In the article on Cameroon's Anglophone war, what is the officially traceable number of defense and security personnel killed since the war began?

━━ PASSAGE PROVIDED

Anglophone War: A Death Count the State Won’t Admit
[YAOUNDÉ, Dec 17, 2025 – Cameroon Concord] —
Between 3 November and 17 December 2025, at least 20 identified soldiers—most of them young—were killed in Cameroon’s Anglophone regions. Their deaths bring the officially traceable number of defence and security personnel killed since the start of the war to 1,802. Yet even this figure tells only part of the story.
Behind the numbers lies a long-standing pattern of minimisation, selective disclosure, and outright denial by the Cameroonian state regarding the human cost of its war against rebels fighting for the restoration of the statehood of former British Cameroon.
The War Yaoundé Refuses to Name
Since late 2016, Cameroon’s North-West and South-West regions have been the theatre of a protracted armed conflict. What began as protests by lawyers and teachers escalated into a full-scale war after violent state repression radicalised large segments of the population.
Despite the scale of violence—mass village burnings, extrajudicial killings, enforced disappearances, and widespread displacement—the government in Yaoundé has consistently rejected the label of “civil war,” preferring terms such as “security operations” or “isolated terrorist acts.”
This semantic evasion has extended to casualty figures.
AGOA Suspension and a Telling Admission
In 2019, the United States suspended Cameroon from the African Growth and Opportunity Act (AGOA), a trade programme designed to boost African economies. Washington cited serious human rights violations, including massacres in the Anglophone regions, the burning of hundreds of villages, and the arrest and detention of political opponents.
In response, the Cameroonian regime dispatched a high-level mission to Washington to lobby for reinstatement. The delegation met with Tibor Nagy, then U.S. Assistant Secretary of State for African Affairs. The mission was led by Michel Monthe Tommo, Cameroon’s ambassador to the United Nations.

━━━━
━━ INFORMATION

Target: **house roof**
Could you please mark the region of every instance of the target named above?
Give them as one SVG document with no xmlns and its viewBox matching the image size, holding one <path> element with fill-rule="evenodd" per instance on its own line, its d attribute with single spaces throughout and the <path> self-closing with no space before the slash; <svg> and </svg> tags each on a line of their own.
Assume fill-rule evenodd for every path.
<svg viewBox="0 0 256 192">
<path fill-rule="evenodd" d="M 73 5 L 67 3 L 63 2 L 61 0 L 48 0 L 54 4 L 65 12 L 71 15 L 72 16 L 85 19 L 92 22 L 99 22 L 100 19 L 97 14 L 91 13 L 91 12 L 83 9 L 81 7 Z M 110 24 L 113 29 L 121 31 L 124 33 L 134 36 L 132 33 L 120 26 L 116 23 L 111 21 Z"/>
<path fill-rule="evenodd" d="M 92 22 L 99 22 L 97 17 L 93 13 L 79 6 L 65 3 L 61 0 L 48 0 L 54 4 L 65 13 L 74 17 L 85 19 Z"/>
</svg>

━━━━

■ COMPLETED TASK
1,802